Written problem
Transcribe the forum thread about a strained marriage below word for word, everything from "## Jclose522 (Oct" down to "PEACE AND HAPPINESS!!".

Provided passage
-- BEGIN --

I have started making my own plans and really have not considered him in any of the decisions I have been making. I actually look forward to the times he is not home or with me when I leave the house. I envision us divorcing and I actually get hopeful when I see myself having a fresh start. At the same time I feel horrible for feeling this way. Due to this I finally told him that things have gotten so bad for me that I am considering leaving. This seemed to finally get through to him. We had a long conversation about the things that are upsetting to each of us and we have decided to seek counseling. I really want to give this a fair shot but I am terrified!

We have done this vicious cycle over and over again, minus the leaving and counseling part. He shapes up for a few days or a week and then it's right back to where we were. He puts me down, makes me feel bad about myself, and makes me feel so guilty for everything. This makes me become a person I really do not want to be. I have always been upbeat and positive but for the last couple of years I have been pesimistic and negative towards many things. I do not like who I have become and everytime I try to go back to being myself he gets very unhappy with me or my behavior. I feel so trapped and suffocated when I can't be true to myself just so I don't upset him. I am so scared that counseling won't change anything and that I will be right back to this point in only a matter of time.

There are so many other problems aside from what I have mentioned here but I just wanted some opinions on these things first. Thanks for your help!


----------



## Jclose522 (Oct 7, 2012)

Hi! I feel your pain and completely understand where your at! I am in a very similar situation! But, I have allowed myself to be put down for so long I actually believe it sometimes! I have to be honest, for me counseling did nothing! We went on 3 or 4 different occasions and ended up right back to the same old issues! My husband doesn't let me be me either! He is so domineering and controlling! I guess it can't hurt to try again but I wouldn't get my hopes up too high for him to change! People don't change! That I learned! I WISH YOU THE VERY BEST AND HOPE YOU FIND PEACE AND HAPPINESS!!


----------



## Ten_year_hubby (Jun 24, 2010)

-- END --

Data segment
-- BEGIN --

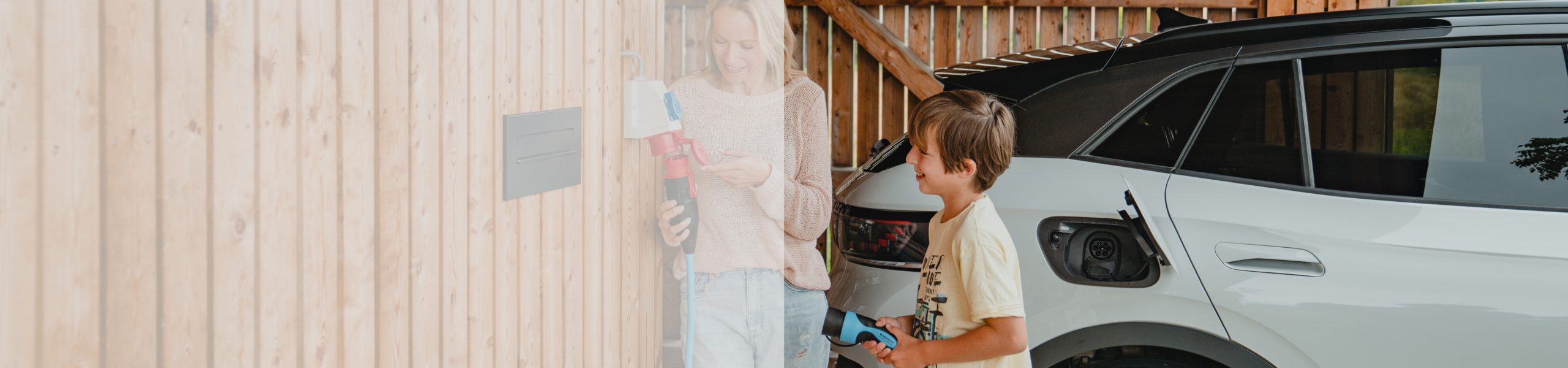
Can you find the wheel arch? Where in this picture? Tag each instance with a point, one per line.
(1147, 334)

-- END --

Right answer
## Jclose522 (Oct 7, 2012)

Hi! I feel your pain and completely understand where your at! I am in a very similar situation! But, I have allowed myself to be put down for so long I actually believe it sometimes! I have to be honest, for me counseling did nothing! We went on 3 or 4 different occasions and ended up right back to the same old issues! My husband doesn't let me be me either! He is so domineering and controlling! I guess it can't hurt to try again but I wouldn't get my hopes up too high for him to change! People don't change! That I learned! I WISH YOU THE VERY BEST AND HOPE YOU FIND PEACE AND HAPPINESS!!